* _Textauszug_
╔══

Freitag, 27. August 2021: Die größte Evakuierungsoperation der Bundeswehr ist abgeschlossen. Knapp 400 Männer und Frauen sind soeben auf dem Fliegerhorst in Wunstorf gelandet. Damit endete der 20-jährige Einsatz der Bundeswehr, der lange nicht als "Krieg" bezeichnet werden durfte, in Afghanistan. 59 deutsche Soldaten verloren dort ihr Leben. Foto: Bundeswehr/Jana Neumann

08.07.2022
Frank Schauka

Afghanistan-Einsatz der Bundeswehr: Bundestag setzt Untersuchungsausschuss ein

Berlin. Nach zum Teil kontroverser Debatte hat der Deutsche Bundestag in der Nacht auf Freitag einen Untersuchungsausschuss zur Aufarbeitung der Schlussphase des Afghanistan-Einsatzes der Bundeswehr eingesetzt.

Die Arbeit des aus zwölf Parlamentariern bestehenden Gremiums soll sich auf die Abzugsphase der alliierten Streitkräfte vom 29. Februar 2020, dem Tag des Doha-Abkommens zwischen den USA und den Taliban, bis zum 30.September 2021 konzentrieren. Die Evakuierungsmaßnahmen am Flughafen Kabul endeten am 31. August 2021. Ein Antrag der AfD, die gesamten 20 Jahre des Militäreinsatzes am Hindukusch zu untersuchen, wurde mit breiter Mehrheit von SPD, CDU/CSU, Grünen und FDP abgelehnt.

„Es ist nicht unser Ziel, Schuldige zu suchen, sondern alles dafür zu tun, dass die offensichtlich gemachten Fehler in Zukunft nicht noch einmal begangen werden“, sagte der designierte Ausschussvorsitzende Ralf Stegner (SPD). Diese Fehleranalyse sei nicht nur rückblickend, sondern auch für künftige Vorhaben von großer Bedeutung.

╚══

Teil einer Datendatei:

╔══

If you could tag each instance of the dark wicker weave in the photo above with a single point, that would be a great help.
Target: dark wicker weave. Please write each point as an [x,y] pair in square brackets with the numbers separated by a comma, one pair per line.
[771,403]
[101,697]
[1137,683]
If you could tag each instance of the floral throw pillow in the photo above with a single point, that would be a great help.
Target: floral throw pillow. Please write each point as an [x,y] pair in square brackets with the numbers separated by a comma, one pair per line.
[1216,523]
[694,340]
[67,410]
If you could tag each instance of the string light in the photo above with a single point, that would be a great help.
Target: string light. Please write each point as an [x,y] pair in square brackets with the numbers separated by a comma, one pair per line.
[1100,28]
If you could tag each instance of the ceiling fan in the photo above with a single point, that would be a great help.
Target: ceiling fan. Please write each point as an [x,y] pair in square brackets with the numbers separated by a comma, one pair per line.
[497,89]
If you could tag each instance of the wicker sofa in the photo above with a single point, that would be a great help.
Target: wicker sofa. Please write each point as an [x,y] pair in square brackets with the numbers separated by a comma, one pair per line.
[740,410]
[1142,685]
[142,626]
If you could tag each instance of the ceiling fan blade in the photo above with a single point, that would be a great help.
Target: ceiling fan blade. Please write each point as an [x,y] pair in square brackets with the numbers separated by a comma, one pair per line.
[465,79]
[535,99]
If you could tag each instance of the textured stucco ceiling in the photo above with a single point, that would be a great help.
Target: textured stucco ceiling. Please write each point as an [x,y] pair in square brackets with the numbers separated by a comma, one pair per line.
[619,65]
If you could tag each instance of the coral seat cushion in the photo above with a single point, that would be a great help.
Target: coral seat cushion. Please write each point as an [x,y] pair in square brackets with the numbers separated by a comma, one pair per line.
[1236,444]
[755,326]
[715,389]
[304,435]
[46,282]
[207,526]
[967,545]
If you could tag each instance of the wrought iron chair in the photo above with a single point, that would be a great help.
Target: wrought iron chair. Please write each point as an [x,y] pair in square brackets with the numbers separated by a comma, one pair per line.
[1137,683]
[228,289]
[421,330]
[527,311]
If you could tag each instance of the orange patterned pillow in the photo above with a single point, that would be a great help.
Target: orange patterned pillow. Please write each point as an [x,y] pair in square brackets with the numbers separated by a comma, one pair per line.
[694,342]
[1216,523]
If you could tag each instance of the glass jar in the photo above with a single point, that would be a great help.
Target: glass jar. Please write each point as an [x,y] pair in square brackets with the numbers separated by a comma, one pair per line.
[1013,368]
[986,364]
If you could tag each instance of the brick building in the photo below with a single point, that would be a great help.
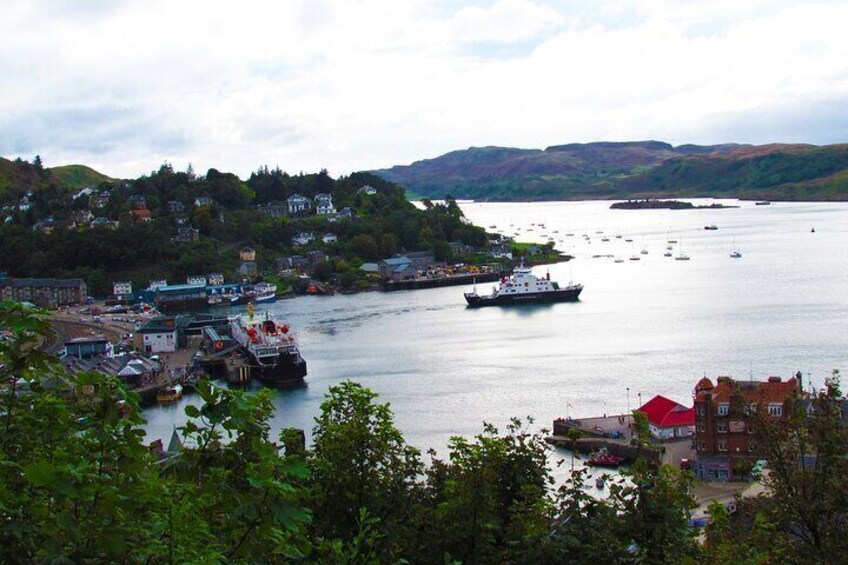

╚══

* _Zur Aufgabe_
Liste alle vollständigen Datumsangaben mit Tag, Monat und Jahr auf, die im Textauszug stehen.

* _Ergebnis_
- 27. August 2021
- 08.07.2022
- 29. Februar 2020
- 30.September 2021
- 31. August 2021